*Items*
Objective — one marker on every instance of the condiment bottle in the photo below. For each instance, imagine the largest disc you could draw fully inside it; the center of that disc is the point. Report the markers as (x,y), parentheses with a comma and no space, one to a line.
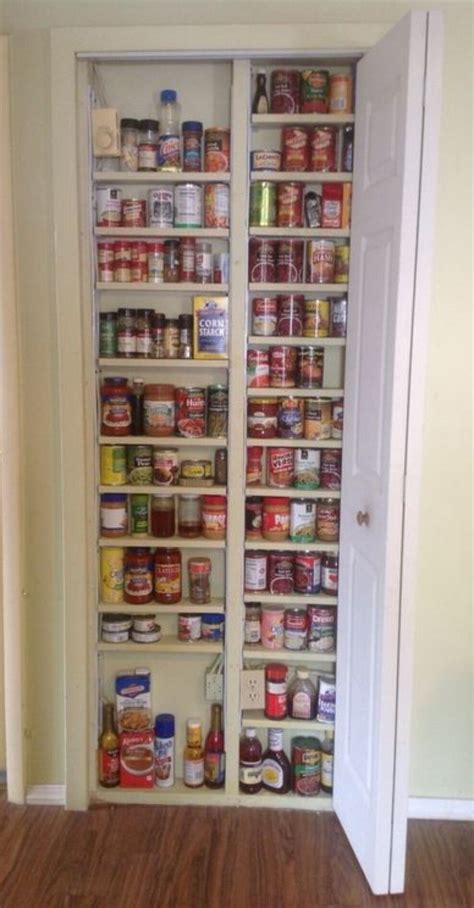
(214,754)
(260,102)
(109,763)
(276,770)
(302,696)
(193,756)
(250,762)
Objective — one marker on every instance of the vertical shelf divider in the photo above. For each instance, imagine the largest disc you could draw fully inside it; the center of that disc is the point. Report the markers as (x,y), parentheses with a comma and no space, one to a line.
(240,119)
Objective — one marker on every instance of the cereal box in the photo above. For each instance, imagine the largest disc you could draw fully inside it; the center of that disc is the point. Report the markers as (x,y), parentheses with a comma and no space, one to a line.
(211,327)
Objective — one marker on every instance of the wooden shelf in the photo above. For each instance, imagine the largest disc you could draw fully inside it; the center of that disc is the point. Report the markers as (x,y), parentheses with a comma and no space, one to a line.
(180,287)
(311,233)
(216,233)
(153,543)
(214,607)
(299,599)
(255,718)
(152,177)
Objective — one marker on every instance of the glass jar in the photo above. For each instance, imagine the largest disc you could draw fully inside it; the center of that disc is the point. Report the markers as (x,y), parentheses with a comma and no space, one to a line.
(189,516)
(199,575)
(163,516)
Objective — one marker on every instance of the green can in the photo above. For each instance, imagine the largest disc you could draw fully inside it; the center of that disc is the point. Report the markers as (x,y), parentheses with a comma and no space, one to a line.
(139,523)
(263,204)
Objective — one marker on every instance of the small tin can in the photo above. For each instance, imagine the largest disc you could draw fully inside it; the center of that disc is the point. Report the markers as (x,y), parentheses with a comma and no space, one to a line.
(263,208)
(161,206)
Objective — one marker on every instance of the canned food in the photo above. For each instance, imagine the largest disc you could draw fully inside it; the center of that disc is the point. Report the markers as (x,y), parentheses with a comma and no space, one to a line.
(190,412)
(320,259)
(294,148)
(216,205)
(160,207)
(188,205)
(263,210)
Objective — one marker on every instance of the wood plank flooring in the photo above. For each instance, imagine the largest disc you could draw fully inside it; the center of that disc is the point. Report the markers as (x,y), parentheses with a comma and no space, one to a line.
(176,857)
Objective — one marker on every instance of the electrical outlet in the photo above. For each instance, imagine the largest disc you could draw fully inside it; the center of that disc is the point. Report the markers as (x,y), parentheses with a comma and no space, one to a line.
(252,689)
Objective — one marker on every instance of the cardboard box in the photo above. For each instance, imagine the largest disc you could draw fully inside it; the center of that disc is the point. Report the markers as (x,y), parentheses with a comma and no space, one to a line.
(210,327)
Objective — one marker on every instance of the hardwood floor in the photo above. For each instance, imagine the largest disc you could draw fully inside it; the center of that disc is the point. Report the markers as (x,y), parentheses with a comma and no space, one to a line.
(168,857)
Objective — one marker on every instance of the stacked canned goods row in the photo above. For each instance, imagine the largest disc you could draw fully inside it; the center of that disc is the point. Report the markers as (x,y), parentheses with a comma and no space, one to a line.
(302,520)
(294,205)
(298,628)
(163,516)
(147,465)
(291,417)
(292,261)
(184,205)
(323,149)
(162,410)
(140,147)
(142,575)
(283,573)
(291,315)
(161,261)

*Exercise*
Your copy should repeat each entry above exactly but contain no pictures.

*Written response*
Objective — one marker on every instance of the condiment bottle in the photo below. For each instance, imagine the largest disc you could draw fully inside it; the center of that disc is the point. Report the markers as (x,y), parentheses with a comma and no space, one to a line.
(214,754)
(260,102)
(109,763)
(276,770)
(302,696)
(193,756)
(250,762)
Objective — one marker on every instance of the vertical shelf divider in the photo above. For each instance, imagine the largest disc you could draw fully inside it; the center of that disc is the point. Report the markers as (x,y), parentheses with a comma and no space, one to a line.
(240,119)
Objective — one marker on every instance of the cereal box in the photo above. For each instance, imagine the largest disc you could draw fully inside it; the center of that disc is the point. Report the markers as (x,y), parentheses with a comma and no space, one to a line.
(211,327)
Objective — one marker on every instance of the wooden shelf in the photo above. For each instance, imagine the largest disc you could draw fully inside it; the center of that disc is the point. Report the markers as (x,y), parentheses with a comma and no space, one to a line.
(180,287)
(311,233)
(216,233)
(153,543)
(214,607)
(299,599)
(255,718)
(152,177)
Objective — one marker on every instance of the glass jar in the photo above. For each instance, imagine the largest disc you could draw fully inside it; the center of that disc is the point. Report the markers as (x,y), parentheses with a comma and no space, one to a line.
(189,516)
(199,575)
(163,516)
Objective — one marker on every instance of the green can in the photo above. For each instance, imagine the largest disc you could draw fully inside it; the center of that disc is the point. Report the markers as (x,y), parentheses with a comma and no space, one to a line.
(139,523)
(263,204)
Objective — one marker on every instance of the small tin can in the photo above. For each instance, imagine the largest disc you could draw fully inside it; the center of that disc is the point. Report the markers as (x,y), parentheses with a comma and no space, one to a line.
(263,208)
(161,206)
Objective — one marker on every instance of the canned food in the photo above. For each instance, imagine the largest disc you could draw fully inside it; the center of that disc is the point. Report the markers as (x,y), parentheses with a comma and no space, one to a line.
(190,412)
(320,259)
(294,148)
(216,205)
(160,207)
(188,205)
(263,210)
Objective — one marker on every instance of the wood plank flooring in the photo above. For each instance, imagine the largest disc you could draw fully inside it; the center of that disc is the point. Report the markers as (x,y), parentheses with a comma and no space, one to a line.
(176,857)
Objective — one marker on every instance of the electrical outlet in the photo above. For each instance, imagine the largest disc you could draw fully inside it; the center of that disc is the point. Report the markers as (x,y), parentheses with a comma and no space, one to a line.
(252,689)
Objective — one marker on every instance of the cardboard box in the photo above. For each instance, imagine the largest disc you could draw fully inside it; the center of that disc is the point. Report the markers as (x,y), parentheses with a comma and no space, one to a line.
(210,327)
Objective — one marker on every instance of the hardwood floor in the photo above. For each instance, imagine the largest disc you could draw fully inside it; the center of that disc is the point. Report the markers as (x,y), parentheses with a comma and no space, one to a line.
(168,857)
Objective — one marker on every instance of the stacked canned goods row in the photo above. For each instance, imagine the largest disc you could draw fully inside it; the center of that disc is the point. Report the markers as (x,y), parentheses with a comma and no space, one to a line.
(302,520)
(294,205)
(298,628)
(163,516)
(147,465)
(291,417)
(292,261)
(184,205)
(323,149)
(162,410)
(140,147)
(142,575)
(283,573)
(291,315)
(161,261)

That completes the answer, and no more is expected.